Consignes à suivre
**a)** D'après l'extrait sur le jugement de Karlsruhe, de quel délai la BCE dispose-t-elle pour convaincre du bien-fondé de sa politique de rachat d'actif ?
**b)** Recopiez l'extrait sur le jugement de Karlsruhe en commençant par « Cet ultimatum se » et en terminant par « tolérés plus longtemps. ».

Dans son jugement du 5 mai 2020, la Cour constitutionnelle allemande de Karlsruhe a clairement remis en question la politique monétaire de la Banque centrale européenne (BCE) et sa capacité à répondre à la crise financière.
La BCE a trois mois pour convaincre du bien-fondé de sa politique de rachat d’actif appliquée depuis 2015, sous peine de voir la Deutsche Bundesbank (banque centrale de la République fédérale allemande) ne plus y prendre part.
Cet ultimatum se veut une riposte à l’offensive des pays du sud de l’Union européenne menée par Emmanuel Macron et plaidant pour la mise en place d’obligations européennes afin de répondre à la crise du Covid-19. Offensive qui s’est fracassée sur l’intransigeance des pays du nord emmenés par l’Allemagne...
Il n’est plus possible pour les politiciens des pays du sud de continuer à se voiler la face : l’Allemagne ne paiera pas. Toute approche budgétaire est exclue et les tours de passe-passe monétaire de la BCE sous Mario Draghi ne sauraient être tolérés plus longtemps.

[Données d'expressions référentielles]
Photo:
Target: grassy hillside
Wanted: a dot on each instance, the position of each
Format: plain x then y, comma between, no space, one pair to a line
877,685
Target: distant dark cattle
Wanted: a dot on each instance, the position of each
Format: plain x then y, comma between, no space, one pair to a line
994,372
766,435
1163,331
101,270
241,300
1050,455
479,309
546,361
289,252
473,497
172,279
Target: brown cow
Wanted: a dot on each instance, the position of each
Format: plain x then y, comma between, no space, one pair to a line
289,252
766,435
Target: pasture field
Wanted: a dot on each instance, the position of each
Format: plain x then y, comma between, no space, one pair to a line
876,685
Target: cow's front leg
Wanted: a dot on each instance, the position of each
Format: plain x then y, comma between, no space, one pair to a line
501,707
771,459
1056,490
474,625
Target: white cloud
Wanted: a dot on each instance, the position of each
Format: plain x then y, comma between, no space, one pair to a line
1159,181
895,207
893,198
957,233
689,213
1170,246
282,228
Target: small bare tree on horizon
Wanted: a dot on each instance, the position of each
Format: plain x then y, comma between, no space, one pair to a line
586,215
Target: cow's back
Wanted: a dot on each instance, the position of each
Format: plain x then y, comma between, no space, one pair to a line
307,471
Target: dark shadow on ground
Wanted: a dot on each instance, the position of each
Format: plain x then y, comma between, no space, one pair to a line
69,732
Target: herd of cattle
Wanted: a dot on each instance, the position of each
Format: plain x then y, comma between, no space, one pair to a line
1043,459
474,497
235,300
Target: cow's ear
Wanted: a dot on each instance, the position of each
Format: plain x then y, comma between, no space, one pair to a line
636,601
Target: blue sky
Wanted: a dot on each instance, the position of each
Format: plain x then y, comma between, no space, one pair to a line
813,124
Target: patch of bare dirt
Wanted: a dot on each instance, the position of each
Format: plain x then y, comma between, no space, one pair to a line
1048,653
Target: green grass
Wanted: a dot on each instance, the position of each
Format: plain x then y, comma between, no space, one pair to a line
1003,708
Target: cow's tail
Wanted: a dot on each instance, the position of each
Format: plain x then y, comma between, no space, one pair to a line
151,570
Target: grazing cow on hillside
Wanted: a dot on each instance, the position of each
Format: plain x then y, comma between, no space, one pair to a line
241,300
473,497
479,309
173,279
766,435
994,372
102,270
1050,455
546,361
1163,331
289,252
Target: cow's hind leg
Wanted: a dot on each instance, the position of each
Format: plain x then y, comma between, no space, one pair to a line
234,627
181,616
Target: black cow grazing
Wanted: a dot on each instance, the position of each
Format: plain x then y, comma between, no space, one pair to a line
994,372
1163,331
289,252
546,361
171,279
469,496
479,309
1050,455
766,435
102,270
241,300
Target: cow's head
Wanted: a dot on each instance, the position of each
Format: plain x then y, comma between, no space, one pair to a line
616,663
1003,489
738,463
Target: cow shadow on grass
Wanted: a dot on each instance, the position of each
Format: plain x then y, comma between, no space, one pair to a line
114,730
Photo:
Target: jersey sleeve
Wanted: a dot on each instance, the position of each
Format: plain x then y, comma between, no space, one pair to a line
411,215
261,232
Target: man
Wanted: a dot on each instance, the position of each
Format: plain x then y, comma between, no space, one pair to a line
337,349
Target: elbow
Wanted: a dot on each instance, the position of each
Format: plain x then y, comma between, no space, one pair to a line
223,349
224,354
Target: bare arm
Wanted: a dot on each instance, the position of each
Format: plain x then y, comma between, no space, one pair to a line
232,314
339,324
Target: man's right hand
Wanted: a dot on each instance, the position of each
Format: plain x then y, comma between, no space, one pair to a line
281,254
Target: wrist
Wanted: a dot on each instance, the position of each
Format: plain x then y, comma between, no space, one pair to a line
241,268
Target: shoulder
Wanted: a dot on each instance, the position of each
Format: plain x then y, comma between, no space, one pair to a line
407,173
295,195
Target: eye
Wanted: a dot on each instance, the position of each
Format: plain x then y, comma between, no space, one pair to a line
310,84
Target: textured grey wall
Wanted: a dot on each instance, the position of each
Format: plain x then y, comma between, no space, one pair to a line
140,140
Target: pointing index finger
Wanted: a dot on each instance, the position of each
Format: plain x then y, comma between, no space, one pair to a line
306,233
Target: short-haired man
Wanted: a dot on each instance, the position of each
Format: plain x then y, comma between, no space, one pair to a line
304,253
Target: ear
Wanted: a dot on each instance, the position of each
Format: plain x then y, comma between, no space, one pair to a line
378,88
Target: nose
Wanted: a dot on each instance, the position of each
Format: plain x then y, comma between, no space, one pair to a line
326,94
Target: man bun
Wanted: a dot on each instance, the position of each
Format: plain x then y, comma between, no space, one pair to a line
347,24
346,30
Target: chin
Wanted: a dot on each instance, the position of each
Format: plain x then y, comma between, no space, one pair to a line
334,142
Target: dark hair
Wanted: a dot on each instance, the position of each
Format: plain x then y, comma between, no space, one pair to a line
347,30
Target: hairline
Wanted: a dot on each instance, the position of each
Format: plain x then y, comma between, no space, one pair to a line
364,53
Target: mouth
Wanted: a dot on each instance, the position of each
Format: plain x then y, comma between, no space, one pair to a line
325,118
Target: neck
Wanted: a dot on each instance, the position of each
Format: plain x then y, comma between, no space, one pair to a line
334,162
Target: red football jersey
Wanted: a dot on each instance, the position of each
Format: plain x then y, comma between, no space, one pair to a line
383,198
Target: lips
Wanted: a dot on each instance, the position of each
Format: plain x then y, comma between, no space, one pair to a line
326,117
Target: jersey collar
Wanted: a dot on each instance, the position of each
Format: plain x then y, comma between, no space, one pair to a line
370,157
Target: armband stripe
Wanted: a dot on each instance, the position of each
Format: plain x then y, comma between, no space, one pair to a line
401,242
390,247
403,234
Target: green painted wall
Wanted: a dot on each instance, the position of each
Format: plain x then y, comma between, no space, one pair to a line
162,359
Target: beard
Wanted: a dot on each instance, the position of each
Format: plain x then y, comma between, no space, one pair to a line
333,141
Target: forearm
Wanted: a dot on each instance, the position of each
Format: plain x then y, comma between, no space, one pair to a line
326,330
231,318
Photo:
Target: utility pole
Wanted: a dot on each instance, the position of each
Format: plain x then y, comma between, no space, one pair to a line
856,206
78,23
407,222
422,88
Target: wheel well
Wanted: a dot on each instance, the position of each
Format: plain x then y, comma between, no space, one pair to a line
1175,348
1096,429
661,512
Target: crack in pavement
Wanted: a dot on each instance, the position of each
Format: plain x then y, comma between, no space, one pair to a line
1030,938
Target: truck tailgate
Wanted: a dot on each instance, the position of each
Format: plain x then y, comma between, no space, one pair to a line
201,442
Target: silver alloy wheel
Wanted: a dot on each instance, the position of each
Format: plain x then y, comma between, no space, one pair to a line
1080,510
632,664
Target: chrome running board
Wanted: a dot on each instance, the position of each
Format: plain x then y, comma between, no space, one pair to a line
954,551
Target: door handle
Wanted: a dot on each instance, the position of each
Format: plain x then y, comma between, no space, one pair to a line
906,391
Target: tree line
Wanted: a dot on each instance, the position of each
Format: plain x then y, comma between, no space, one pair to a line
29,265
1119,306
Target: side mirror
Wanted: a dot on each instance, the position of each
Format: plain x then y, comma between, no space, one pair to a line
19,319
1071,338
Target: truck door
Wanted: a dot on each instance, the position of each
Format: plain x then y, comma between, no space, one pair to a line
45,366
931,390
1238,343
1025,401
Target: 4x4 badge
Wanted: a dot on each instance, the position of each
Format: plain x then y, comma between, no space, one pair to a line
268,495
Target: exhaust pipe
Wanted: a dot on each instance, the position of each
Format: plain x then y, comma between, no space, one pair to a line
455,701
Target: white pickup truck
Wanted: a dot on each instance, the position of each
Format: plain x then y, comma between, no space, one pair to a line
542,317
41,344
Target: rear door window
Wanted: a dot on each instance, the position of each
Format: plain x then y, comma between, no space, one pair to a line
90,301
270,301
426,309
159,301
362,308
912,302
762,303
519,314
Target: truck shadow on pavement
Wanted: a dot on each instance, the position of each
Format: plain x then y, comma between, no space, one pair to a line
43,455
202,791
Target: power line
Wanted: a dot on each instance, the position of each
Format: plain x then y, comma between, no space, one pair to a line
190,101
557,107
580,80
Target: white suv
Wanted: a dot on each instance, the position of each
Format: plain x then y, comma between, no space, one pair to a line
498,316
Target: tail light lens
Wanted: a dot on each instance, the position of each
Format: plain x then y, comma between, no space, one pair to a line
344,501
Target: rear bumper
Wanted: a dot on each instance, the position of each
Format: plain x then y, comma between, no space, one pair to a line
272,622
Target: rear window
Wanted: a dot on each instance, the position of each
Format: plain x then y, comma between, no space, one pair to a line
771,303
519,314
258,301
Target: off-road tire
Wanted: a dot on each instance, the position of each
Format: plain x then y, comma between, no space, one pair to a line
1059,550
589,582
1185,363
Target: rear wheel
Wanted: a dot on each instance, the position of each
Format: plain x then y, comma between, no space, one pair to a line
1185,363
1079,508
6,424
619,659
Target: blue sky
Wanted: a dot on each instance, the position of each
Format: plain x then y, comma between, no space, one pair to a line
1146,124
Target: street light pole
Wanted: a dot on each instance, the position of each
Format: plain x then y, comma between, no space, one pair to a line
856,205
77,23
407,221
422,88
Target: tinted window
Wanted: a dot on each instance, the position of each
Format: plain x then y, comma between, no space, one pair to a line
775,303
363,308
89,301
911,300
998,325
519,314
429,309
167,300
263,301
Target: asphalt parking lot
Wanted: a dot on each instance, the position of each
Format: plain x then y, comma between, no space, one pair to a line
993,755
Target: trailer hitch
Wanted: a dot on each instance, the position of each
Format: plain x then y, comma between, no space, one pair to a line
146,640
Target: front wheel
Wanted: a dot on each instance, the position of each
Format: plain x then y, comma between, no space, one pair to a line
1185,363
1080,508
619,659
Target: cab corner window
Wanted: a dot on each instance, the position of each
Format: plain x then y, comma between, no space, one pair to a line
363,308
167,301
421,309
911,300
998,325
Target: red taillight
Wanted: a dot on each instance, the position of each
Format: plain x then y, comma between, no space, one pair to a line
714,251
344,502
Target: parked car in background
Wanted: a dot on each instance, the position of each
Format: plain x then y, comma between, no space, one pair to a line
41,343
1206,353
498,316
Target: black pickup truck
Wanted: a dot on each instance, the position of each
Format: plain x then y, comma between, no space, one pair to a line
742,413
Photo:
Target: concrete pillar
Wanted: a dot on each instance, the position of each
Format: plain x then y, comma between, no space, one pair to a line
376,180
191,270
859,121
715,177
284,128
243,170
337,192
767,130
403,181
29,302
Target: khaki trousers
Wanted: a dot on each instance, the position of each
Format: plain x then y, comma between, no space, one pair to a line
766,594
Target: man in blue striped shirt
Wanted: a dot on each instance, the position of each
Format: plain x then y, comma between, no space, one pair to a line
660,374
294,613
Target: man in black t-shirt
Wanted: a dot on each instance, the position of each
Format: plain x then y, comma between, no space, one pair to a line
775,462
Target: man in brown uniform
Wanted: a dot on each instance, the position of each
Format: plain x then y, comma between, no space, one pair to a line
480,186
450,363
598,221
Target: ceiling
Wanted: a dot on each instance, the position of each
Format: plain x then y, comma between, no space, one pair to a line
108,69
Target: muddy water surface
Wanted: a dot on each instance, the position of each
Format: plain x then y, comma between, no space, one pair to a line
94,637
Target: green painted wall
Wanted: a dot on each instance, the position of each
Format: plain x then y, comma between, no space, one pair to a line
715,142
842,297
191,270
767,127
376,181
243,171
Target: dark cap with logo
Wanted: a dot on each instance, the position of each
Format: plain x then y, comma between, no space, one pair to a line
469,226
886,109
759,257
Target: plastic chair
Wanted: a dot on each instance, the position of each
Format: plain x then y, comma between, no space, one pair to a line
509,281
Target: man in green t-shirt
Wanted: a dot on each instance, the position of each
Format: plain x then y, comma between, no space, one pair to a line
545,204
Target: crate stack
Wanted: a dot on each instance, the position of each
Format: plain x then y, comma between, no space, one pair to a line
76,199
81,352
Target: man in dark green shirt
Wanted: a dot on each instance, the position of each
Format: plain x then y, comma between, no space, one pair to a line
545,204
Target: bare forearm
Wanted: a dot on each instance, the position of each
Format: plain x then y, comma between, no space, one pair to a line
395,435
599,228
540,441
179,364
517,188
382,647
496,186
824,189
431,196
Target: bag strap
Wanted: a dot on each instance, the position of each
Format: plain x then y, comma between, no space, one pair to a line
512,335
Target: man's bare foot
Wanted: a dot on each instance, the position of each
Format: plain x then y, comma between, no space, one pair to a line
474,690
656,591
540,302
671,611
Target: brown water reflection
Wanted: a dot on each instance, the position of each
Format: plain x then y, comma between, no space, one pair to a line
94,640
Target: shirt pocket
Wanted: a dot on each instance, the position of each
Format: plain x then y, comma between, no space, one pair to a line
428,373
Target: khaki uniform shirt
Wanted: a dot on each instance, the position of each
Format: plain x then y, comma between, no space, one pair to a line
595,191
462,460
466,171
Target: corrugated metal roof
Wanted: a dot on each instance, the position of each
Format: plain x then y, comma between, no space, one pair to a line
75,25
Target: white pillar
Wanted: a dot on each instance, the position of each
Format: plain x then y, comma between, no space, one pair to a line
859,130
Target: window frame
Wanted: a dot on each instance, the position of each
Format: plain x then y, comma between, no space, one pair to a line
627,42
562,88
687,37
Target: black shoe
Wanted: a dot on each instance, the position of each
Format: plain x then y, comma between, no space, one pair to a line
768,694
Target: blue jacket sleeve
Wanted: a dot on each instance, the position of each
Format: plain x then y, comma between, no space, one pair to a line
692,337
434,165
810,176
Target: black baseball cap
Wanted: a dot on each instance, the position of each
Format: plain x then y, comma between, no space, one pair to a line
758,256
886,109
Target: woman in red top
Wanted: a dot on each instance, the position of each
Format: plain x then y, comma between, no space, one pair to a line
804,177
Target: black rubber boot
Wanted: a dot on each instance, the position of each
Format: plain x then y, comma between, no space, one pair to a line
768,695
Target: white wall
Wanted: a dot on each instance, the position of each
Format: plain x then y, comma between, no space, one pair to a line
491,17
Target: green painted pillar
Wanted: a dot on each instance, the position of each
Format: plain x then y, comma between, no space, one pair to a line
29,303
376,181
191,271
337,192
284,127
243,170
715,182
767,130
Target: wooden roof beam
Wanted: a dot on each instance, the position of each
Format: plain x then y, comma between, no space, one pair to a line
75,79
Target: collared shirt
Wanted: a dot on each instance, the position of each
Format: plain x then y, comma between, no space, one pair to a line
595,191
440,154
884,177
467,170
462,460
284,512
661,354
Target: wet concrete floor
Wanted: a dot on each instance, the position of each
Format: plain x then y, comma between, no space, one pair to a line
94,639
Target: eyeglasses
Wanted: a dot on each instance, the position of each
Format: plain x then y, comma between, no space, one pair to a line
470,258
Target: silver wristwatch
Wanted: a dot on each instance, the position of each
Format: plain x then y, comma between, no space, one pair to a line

Réponses par tâche
**a)** Trois mois.

**b)**
Cet ultimatum se veut une riposte à l’offensive des pays du sud de l’Union européenne menée par Emmanuel Macron et plaidant pour la mise en place d’obligations européennes afin de répondre à la crise du Covid-19. Offensive qui s’est fracassée sur l’intransigeance des pays du nord emmenés par l’Allemagne...
Il n’est plus possible pour les politiciens des pays du sud de continuer à se voiler la face : l’Allemagne ne paiera pas. Toute approche budgétaire est exclue et les tours de passe-passe monétaire de la BCE sous Mario Draghi ne sauraient être tolérés plus longtemps.